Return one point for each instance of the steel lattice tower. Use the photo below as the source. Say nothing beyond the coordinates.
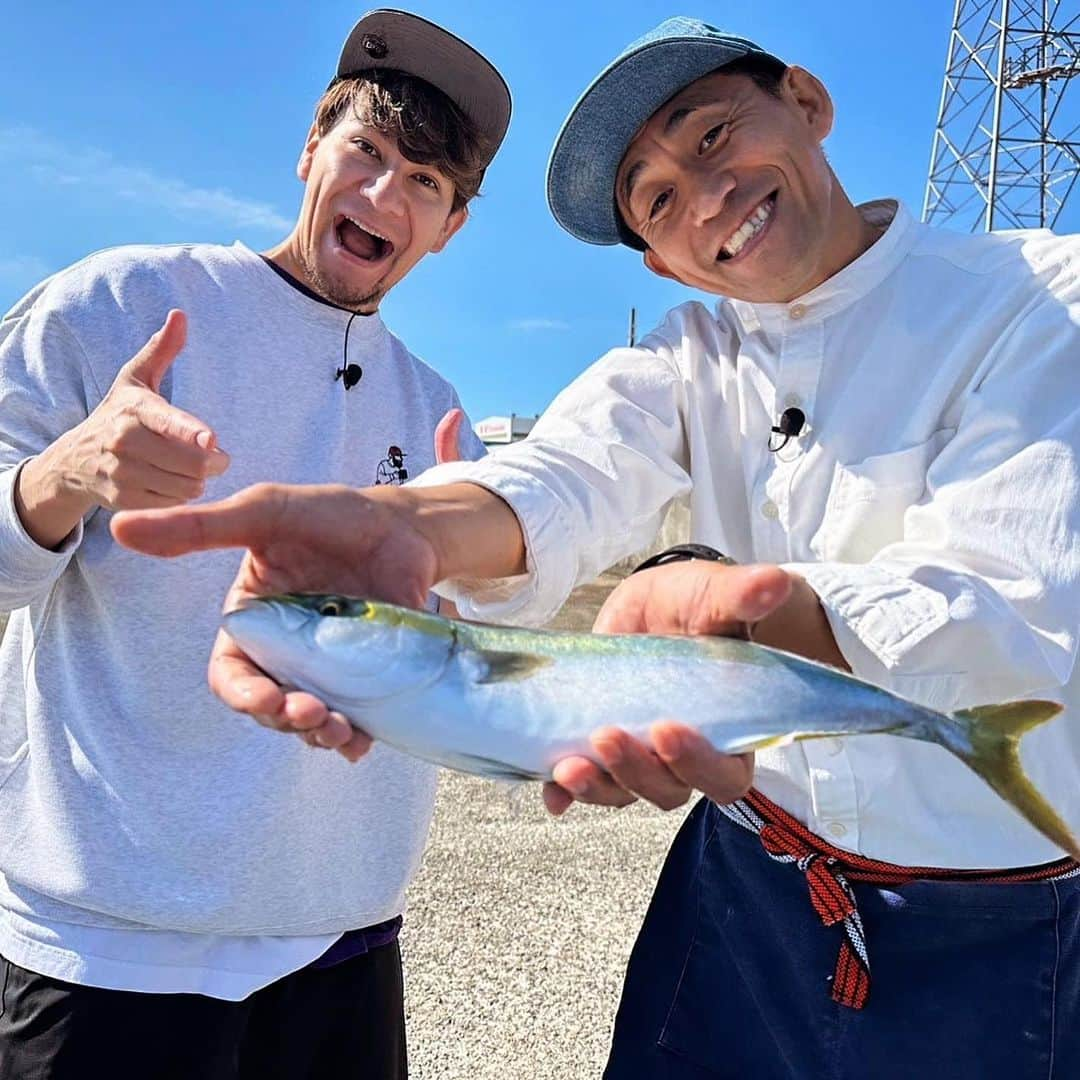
---
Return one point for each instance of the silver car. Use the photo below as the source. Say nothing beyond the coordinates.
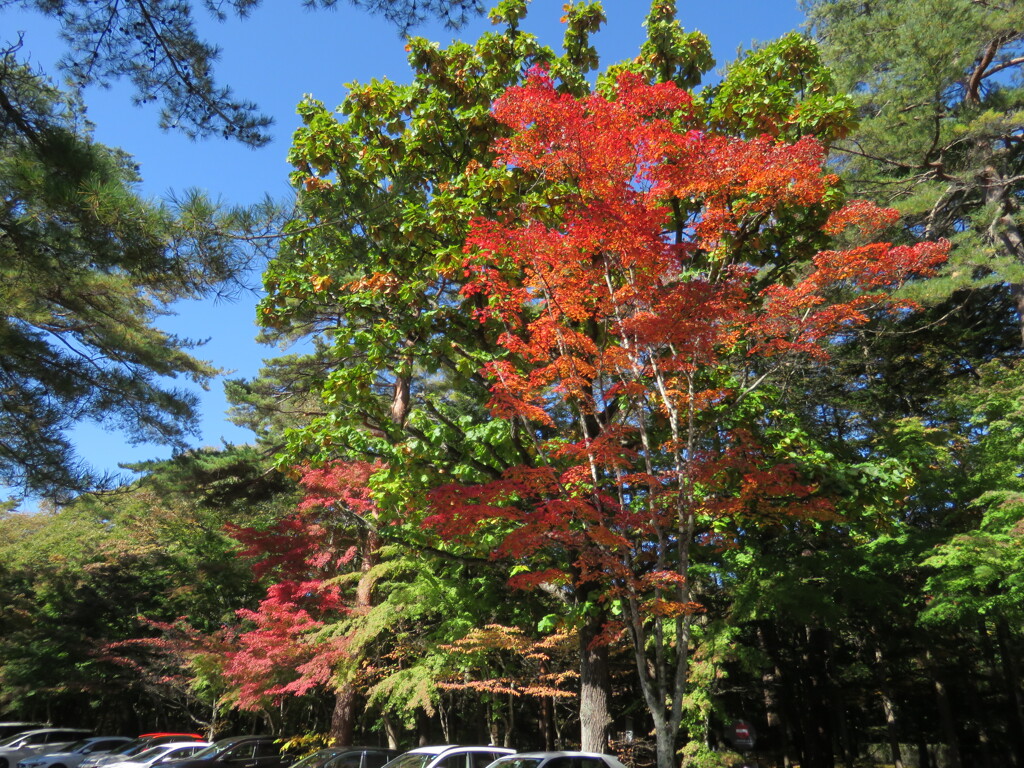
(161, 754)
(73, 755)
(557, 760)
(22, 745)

Short exercise =>
Pull out every line in the entries above that contains the word "instance", and copy each of those lines without changes.

Solution =>
Return one point for each instance of the steel lattice tower. Use the photo below as the source. Say nothing beyond the coordinates.
Return one point for each instance of the silver car. Use the photo below as the source. Say nothing beyond the coordinates.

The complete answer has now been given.